Problem:
Count the lines in the entries below that contain the string "water", matching case exactly. Reply with the number alone.
━━━ Data in this exercise
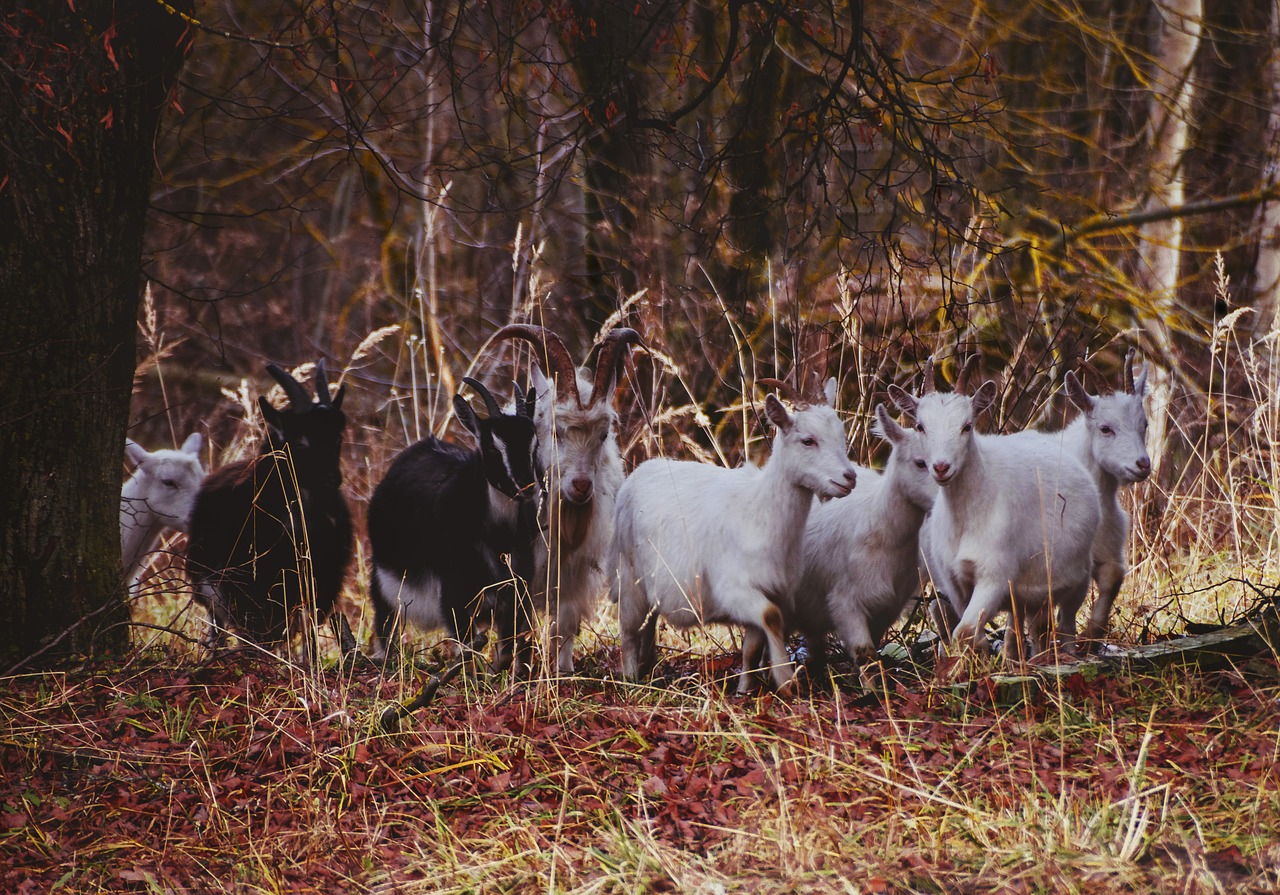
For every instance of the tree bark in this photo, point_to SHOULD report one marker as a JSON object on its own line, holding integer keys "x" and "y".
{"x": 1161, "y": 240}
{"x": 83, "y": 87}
━━━━━━
━━━ Data in this exercise
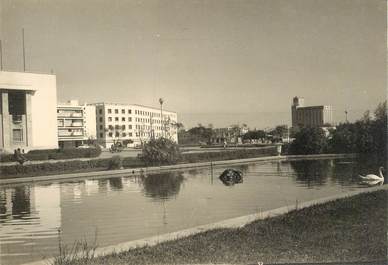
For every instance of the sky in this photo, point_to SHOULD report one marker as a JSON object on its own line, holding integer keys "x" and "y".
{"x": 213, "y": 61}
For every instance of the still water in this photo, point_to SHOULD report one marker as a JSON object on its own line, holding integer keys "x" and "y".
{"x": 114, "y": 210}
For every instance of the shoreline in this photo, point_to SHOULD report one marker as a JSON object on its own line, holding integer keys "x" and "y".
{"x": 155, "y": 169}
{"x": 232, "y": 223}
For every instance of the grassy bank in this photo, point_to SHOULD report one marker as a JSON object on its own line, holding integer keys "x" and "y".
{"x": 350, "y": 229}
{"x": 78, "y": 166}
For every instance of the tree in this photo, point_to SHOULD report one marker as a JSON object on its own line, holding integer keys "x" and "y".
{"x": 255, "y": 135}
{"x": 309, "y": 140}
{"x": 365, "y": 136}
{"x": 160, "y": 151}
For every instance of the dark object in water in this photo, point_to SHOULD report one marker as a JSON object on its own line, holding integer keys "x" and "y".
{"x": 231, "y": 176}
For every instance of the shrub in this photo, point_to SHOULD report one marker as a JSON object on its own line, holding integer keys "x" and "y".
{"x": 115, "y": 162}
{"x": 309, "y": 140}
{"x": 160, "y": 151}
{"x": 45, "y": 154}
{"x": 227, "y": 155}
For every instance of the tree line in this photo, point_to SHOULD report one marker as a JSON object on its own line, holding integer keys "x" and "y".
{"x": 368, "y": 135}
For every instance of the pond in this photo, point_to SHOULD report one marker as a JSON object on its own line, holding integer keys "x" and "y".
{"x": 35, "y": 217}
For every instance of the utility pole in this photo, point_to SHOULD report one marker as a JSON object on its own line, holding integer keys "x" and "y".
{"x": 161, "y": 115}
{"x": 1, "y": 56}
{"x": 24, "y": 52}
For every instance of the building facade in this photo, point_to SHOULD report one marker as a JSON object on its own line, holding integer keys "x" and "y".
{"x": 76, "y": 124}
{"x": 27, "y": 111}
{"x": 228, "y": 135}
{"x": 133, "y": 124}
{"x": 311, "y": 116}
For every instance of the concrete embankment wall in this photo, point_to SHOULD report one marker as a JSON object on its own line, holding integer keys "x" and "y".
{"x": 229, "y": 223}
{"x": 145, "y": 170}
━━━━━━
━━━ Data in this exercise
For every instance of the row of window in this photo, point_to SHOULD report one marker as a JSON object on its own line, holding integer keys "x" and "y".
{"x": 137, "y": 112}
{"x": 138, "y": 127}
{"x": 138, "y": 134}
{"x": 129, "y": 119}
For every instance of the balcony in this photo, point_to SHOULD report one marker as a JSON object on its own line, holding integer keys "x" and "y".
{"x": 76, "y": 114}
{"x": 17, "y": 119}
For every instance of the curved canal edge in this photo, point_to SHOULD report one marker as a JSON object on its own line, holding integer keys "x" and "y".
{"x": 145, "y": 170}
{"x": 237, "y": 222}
━━━━━━
Exercise response:
2